I put this review on my list and will really try to go through the code. This
is very important work you are doing Christian.
Kind regards,
Peter Kriens
> On 15 feb. 2015, at 19:07, Christian Schneider <[email protected]>
> wrote:
>
> If you do not implement something special for clean shutdown of inflight
> exchanges then the normal error handling should take effect like you
> mentioned.
> So for example a db transaction should roll back. Some issue may be that
> e.g. a service call can not be rolled back.
>
> On the other hand I think implementing clean shutdown will add a lot of
> complexity. The special code will only be executed for quite rare cases.
> These two effects increase the change of programming errors in the code.
> So I am with you that in most cases you can just implement normal error
> handling and jsut live with the fact that inflight calls might run into
> errors.
>
> What I have seen on production systems is that they mark a machine to be
> updated as inactive on a front end load balancer. So no new requests come in
> and after some time you can quite safely update the bundles.

Aim 1 -> From the clean-shutdown discussion, retype the passage that begins at the words "I put this review" and stops after "be rolled back.".
Aim 2 -> According to the clean-shutdown discussion, why is normal error handling enough in most cases instead of implementing clean shutdown?
Aim 3 -> In the clean-shutdown discussion, what should happen to a db transaction when nothing special is implemented for inflight exchanges?
The records have no connection to the text above.

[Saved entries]
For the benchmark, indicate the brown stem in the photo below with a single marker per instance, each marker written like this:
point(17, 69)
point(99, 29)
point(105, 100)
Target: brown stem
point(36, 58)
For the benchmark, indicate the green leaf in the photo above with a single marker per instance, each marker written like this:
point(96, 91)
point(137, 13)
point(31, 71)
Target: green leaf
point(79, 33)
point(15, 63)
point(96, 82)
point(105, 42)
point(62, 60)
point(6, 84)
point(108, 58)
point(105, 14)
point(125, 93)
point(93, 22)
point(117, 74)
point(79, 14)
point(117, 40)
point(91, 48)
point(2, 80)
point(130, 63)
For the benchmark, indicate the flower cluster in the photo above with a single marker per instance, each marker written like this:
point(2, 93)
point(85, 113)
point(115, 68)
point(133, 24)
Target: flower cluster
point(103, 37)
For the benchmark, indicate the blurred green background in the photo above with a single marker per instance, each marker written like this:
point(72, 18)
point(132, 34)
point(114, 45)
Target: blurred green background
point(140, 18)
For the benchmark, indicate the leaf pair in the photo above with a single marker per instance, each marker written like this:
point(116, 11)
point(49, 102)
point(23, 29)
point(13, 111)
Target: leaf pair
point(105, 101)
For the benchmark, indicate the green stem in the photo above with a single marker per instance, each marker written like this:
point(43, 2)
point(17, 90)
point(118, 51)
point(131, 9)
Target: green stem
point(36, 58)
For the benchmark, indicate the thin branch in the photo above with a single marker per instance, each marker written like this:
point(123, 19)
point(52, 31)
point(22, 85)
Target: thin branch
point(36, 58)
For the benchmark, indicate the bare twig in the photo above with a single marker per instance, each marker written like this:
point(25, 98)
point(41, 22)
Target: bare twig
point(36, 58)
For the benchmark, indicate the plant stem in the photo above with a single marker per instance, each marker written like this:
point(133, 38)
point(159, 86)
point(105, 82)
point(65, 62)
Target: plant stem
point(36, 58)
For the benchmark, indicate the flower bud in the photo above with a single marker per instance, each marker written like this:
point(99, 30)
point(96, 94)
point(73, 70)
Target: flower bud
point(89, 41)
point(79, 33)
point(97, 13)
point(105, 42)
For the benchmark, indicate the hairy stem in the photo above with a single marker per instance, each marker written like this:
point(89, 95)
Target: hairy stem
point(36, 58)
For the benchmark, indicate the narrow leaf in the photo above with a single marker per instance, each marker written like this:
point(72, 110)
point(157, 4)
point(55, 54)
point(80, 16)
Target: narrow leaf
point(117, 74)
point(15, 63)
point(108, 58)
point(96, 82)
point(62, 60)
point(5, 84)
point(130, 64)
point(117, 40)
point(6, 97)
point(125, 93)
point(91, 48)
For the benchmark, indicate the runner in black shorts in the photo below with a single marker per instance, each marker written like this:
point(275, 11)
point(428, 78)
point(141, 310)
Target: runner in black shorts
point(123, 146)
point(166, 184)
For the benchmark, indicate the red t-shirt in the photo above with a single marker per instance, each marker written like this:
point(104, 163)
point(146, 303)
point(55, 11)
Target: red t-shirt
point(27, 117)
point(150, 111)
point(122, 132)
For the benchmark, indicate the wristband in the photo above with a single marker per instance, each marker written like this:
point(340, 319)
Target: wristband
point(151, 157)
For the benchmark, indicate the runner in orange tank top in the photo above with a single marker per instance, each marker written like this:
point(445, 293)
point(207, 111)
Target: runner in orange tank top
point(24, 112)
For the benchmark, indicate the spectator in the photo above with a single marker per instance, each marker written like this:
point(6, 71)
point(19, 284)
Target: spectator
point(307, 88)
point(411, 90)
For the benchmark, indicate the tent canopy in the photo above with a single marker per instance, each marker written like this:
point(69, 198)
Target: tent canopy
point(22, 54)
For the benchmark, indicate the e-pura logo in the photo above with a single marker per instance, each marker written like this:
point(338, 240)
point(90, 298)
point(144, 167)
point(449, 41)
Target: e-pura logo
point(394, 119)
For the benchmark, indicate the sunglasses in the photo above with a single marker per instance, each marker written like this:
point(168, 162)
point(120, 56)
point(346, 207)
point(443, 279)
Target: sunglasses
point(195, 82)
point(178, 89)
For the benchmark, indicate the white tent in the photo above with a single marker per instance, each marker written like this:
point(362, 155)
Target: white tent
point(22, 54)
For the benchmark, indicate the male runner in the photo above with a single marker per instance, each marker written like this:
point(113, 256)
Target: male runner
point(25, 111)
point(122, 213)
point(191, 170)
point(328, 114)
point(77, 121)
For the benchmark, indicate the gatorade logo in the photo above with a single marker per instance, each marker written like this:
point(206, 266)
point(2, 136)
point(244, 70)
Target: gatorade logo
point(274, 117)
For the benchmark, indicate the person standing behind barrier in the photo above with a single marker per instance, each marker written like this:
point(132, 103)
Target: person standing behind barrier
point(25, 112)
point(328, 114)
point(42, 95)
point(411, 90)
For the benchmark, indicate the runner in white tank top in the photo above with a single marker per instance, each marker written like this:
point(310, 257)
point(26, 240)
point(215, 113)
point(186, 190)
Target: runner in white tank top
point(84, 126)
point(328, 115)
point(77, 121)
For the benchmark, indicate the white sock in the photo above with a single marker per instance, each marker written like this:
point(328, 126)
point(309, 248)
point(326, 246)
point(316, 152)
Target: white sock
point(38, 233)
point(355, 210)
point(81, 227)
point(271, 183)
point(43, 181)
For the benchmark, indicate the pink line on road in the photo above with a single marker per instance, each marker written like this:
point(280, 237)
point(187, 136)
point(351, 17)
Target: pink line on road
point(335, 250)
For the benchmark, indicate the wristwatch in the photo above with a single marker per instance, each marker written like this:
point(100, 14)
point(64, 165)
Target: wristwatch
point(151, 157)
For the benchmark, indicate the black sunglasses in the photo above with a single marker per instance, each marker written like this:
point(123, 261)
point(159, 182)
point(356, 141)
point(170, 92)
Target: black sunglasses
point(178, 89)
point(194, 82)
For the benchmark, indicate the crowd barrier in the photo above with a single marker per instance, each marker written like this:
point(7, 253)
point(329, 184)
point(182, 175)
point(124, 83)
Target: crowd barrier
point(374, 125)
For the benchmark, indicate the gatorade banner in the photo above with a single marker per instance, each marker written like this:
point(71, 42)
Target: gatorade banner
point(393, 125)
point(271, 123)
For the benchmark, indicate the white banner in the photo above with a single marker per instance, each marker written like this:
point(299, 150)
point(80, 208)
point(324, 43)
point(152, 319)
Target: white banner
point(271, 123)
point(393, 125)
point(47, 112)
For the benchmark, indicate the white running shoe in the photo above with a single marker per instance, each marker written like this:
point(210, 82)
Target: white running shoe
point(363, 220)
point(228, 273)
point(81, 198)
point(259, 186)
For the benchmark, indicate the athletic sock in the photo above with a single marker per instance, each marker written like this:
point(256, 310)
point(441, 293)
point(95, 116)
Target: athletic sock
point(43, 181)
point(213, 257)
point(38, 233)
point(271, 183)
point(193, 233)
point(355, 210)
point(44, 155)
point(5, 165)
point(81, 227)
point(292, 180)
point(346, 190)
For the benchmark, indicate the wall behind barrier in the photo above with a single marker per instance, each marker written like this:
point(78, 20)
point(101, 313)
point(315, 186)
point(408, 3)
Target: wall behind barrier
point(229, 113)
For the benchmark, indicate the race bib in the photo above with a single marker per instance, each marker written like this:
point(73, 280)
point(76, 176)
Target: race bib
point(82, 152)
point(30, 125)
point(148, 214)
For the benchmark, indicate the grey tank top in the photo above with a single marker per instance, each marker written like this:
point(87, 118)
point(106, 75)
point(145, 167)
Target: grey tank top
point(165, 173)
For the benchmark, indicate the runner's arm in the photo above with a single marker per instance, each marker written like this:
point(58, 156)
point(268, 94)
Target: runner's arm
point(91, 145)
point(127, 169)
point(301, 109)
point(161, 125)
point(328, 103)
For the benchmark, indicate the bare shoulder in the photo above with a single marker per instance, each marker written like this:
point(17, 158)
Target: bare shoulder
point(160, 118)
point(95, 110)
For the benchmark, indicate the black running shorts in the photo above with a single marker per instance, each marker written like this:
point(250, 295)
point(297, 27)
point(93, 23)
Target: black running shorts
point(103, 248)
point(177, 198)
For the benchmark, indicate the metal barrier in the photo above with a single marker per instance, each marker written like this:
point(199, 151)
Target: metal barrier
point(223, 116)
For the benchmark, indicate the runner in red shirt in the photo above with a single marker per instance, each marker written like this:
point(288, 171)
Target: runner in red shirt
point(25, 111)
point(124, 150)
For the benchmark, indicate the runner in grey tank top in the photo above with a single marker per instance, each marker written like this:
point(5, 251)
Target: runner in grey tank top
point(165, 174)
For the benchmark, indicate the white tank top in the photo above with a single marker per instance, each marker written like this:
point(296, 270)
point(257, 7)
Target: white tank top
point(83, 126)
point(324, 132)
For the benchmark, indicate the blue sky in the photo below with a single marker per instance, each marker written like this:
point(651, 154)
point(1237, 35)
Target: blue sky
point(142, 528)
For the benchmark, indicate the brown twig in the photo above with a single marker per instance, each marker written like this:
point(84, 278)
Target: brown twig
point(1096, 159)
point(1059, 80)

Task response 1 ->
I put this review on my list and will really try to go through the code. This
is very important work you are doing Christian.
Kind regards,
Peter Kriens
> On 15 feb. 2015, at 19:07, Christian Schneider <[email protected]>
> wrote:
>
> If you do not implement something special for clean shutdown of inflight
> exchanges then the normal error handling should take effect like you
> mentioned.
> So for example a db transaction should roll back. Some issue may be that
> e.g. a service call can not be rolled back.

Task response 2 -> Implementing clean shutdown would add a lot of complexity, and that special code would run only in quite rare cases. Together, these two effects increase the chance of programming errors, so it is acceptable to rely on normal error handling and accept that inflight calls might run into errors.

Task response 3 -> It should roll back.